__Do this__. Return the passage of the Kubeflow deployment article that begins at "George Novack" and ends after "and Kubeflow deployment.", copied word for word.

Automating Kubeflow Deployment with Helm and AWS CDK

Part 1: CI/CD setup and getting started with Helm + CDK

George Novack
11 min readAug 6, 2022

Part 1: CI/CD setup and getting started with Helm + CDK

Part 2: Configuring Cluster Authentication

Part 3: Installing Kubeflow

Kubeflow is an open-source platform for machine learning application development and deployment on Kubernetes. At its core, Kubeflow is a collection of integrated open-source components that simplify the full machine learning model lifecycle from experimentation to deployment for inference.

Throughout the next few articles, we will be creating an automated CI/CD pipeline to deploy Kubeflow on AWS EKS. We will use the AWS CDK to define all of the AWS infrastructure as code, Helm to package and configure the Kubernetes resources that we will create on our cluster, and AWS CodePipeline to create an automated pipeline for our EKS Cluster and Kubeflow deployment.

Region annotation entries
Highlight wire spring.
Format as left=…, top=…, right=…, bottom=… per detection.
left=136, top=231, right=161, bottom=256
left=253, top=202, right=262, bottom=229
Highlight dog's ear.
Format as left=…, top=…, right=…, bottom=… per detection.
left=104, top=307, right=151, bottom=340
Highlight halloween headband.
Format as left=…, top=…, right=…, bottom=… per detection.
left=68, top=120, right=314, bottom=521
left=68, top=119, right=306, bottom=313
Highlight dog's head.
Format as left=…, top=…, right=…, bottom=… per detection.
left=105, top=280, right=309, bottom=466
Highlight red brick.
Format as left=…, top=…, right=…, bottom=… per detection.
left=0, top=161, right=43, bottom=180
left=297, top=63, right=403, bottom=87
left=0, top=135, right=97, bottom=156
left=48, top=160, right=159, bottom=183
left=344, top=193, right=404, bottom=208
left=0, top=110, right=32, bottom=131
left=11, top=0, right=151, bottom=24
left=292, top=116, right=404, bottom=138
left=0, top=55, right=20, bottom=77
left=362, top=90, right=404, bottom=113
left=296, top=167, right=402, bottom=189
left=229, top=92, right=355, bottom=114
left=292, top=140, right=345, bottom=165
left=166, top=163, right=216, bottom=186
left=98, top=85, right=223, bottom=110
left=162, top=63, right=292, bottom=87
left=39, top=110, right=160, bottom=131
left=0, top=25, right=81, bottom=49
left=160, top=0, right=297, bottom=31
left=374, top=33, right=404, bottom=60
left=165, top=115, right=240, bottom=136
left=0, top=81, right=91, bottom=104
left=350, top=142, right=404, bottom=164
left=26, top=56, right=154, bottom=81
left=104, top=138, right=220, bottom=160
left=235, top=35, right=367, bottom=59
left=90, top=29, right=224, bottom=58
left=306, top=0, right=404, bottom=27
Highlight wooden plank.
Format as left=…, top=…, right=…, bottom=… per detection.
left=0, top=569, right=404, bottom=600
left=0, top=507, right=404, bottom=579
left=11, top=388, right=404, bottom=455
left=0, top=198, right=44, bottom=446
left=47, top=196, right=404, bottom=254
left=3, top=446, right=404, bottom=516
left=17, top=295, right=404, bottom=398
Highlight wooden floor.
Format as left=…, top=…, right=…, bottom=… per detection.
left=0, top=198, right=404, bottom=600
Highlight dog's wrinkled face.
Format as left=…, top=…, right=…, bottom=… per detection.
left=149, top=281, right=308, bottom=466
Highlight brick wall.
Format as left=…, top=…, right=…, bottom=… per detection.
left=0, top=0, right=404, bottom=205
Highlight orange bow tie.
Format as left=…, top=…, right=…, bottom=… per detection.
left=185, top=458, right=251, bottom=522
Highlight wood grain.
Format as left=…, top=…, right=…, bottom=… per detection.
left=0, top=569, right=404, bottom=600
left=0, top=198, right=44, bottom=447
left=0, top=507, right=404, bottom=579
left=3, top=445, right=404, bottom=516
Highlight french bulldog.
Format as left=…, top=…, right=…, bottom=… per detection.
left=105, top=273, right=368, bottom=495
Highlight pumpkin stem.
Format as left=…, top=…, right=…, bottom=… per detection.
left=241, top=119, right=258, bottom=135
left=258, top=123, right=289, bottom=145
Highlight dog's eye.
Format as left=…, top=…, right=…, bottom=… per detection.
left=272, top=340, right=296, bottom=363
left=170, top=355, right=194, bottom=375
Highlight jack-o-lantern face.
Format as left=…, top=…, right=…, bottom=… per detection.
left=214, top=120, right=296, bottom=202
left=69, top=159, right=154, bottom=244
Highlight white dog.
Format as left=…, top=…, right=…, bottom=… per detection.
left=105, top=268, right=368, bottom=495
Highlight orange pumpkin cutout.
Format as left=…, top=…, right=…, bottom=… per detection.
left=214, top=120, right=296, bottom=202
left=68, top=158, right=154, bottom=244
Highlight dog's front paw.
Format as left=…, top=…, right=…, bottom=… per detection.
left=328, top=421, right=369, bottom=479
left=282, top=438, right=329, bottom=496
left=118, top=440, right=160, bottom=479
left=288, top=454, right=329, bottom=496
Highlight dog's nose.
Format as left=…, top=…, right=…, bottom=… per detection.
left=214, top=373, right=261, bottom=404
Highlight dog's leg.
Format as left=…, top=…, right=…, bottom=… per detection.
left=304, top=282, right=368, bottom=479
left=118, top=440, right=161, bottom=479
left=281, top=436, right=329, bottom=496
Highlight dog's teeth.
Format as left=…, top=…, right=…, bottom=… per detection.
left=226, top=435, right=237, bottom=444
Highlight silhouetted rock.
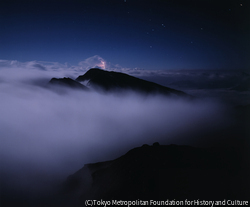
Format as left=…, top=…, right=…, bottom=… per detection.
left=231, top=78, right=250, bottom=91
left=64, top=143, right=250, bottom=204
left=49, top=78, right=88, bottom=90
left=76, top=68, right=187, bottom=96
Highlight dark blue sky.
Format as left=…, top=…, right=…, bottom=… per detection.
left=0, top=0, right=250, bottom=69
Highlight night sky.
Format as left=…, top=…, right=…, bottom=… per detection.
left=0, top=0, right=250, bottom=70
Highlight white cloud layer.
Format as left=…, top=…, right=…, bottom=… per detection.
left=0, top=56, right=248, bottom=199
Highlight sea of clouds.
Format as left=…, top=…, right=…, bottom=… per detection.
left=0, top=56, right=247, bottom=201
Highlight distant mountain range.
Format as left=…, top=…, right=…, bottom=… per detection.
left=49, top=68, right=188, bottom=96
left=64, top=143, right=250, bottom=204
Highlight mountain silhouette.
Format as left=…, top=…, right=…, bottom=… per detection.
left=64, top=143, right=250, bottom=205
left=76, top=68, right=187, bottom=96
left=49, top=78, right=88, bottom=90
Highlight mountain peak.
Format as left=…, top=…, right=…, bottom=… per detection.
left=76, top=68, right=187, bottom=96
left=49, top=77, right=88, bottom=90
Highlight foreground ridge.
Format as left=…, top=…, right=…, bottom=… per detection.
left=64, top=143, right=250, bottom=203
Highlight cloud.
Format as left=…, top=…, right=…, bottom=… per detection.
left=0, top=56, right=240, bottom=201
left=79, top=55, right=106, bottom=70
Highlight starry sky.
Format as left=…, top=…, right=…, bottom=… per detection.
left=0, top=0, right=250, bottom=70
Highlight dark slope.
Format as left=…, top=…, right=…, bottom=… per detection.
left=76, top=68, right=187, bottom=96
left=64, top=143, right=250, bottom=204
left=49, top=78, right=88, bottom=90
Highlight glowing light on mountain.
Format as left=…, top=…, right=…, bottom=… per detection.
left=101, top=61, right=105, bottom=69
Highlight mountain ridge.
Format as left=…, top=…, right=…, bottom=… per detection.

__Full answer__.
George Novack
11 min readAug 6, 2022

Part 1: CI/CD setup and getting started with Helm + CDK

Part 2: Configuring Cluster Authentication

Part 3: Installing Kubeflow

Kubeflow is an open-source platform for machine learning application development and deployment on Kubernetes. At its core, Kubeflow is a collection of integrated open-source components that simplify the full machine learning model lifecycle from experimentation to deployment for inference.

Throughout the next few articles, we will be creating an automated CI/CD pipeline to deploy Kubeflow on AWS EKS. We will use the AWS CDK to define all of the AWS infrastructure as code, Helm to package and configure the Kubernetes resources that we will create on our cluster, and AWS CodePipeline to create an automated pipeline for our EKS Cluster and Kubeflow deployment.